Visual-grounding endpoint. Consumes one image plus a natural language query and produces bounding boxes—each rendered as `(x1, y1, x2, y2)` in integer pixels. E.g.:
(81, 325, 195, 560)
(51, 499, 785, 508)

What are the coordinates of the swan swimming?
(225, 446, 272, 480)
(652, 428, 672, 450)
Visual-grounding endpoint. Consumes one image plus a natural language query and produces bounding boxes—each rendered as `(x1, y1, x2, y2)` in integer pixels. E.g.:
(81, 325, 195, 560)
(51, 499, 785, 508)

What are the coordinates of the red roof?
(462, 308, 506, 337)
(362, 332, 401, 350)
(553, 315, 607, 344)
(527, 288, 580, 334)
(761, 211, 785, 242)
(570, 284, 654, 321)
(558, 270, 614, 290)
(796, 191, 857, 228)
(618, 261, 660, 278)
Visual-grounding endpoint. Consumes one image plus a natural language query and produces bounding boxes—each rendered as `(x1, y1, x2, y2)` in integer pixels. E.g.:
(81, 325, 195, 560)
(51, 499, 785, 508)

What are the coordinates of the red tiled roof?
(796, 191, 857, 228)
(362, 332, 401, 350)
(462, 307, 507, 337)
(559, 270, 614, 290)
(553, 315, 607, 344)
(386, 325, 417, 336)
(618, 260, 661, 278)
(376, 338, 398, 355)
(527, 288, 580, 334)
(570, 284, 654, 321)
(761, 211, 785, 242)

_Activity_. Above are the entries; give them back verbatim.

_Exercise response_.
Visual-grounding endpoint. Consumes one image plus a natural language query and produces bounding boxes—each rendered as `(x1, y1, x2, y2)` in integer pixels. E.g.:
(81, 325, 195, 560)
(51, 499, 785, 508)

What are the coordinates of the swan swimming?
(225, 446, 272, 480)
(652, 428, 672, 450)
Visual-grounding endpoint. Consumes one image plus a natural language query and produces bounding boxes—each rendered as `(x1, y1, x2, y2)` in integer pixels. E.g.:
(81, 325, 195, 560)
(51, 499, 785, 508)

What are the coordinates of the red roof?
(462, 308, 506, 337)
(362, 332, 401, 350)
(553, 315, 607, 344)
(527, 288, 580, 334)
(761, 211, 785, 242)
(570, 284, 654, 321)
(558, 270, 614, 290)
(796, 191, 857, 228)
(618, 261, 660, 278)
Visual-grounding endpoint. Consumes one image plus a natural language query and produces bounding boxes—each rendered as `(x1, y1, x2, y2)` in integer pixels. E.g.:
(81, 325, 195, 560)
(51, 499, 785, 508)

What are the coordinates of the red tiled roof?
(796, 191, 857, 228)
(362, 332, 401, 350)
(462, 307, 507, 337)
(559, 270, 614, 290)
(553, 315, 607, 344)
(386, 325, 417, 336)
(618, 260, 661, 278)
(376, 338, 398, 355)
(527, 288, 580, 334)
(570, 284, 654, 321)
(761, 211, 785, 242)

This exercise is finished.